Anda tanta gente ocupada com as pequenas piruetas políticas que abrem os
noticiários que, desconfio eu, quase ninguém parece reparar no gorila (prometo
que um dia explico esta e outras ilusões cognitivas). No momento em que escrevo
estas palavras temos em funções um governo mais ou menos interino e um governo
remodelado que não passou do modelo. Houve afobadas correrias pelos corredores
do poder para fingir que se costurava à pressa uma roupinha de levar a Belém e agradar
ao pensionista residente, mas no fim os impenitentes foram nus. Houve,
sobretudo, a aparente impotência generalizada para escapar ao círculo vicioso
da intriga palaciana, do cálculo eleitoralista, do dichote parlamentar e da
desonestidade intelectual. Este corrupio de cromos e caretos é irritante e até
um pouco embaraçoso, e como não resolve nada, resta-nos esperar que também não
comprometa nada de essencial. Pode ser que, quando a febre baixar e os olhares
se desviarem para outras manchetes, a prazo médio ou curto, mais pobres ou
menos folgados, os portugueses esqueçam os crimes agora cometidos em seu nome (em
estado de emergência nacional ou de insanidade temporária, conforme as
doutrinas) e voltem a ocupar as horas dos noticiários tal como ocupam as casas
de banho públicas: por pouco tempo e com dois dedos no nariz.

_DADOS BRUTOS_:
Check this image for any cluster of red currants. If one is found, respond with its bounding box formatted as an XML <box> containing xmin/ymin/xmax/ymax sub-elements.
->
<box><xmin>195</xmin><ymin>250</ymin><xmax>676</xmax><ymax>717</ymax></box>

_TAREFA A RESOLVER_: Segundo o texto de leitura, de que forma os portugueses poderão voltar a ocupar as horas dos noticiários?

_RESULTADO_: Tal como ocupam as casas de banho públicas: por pouco tempo e com dois dedos no nariz.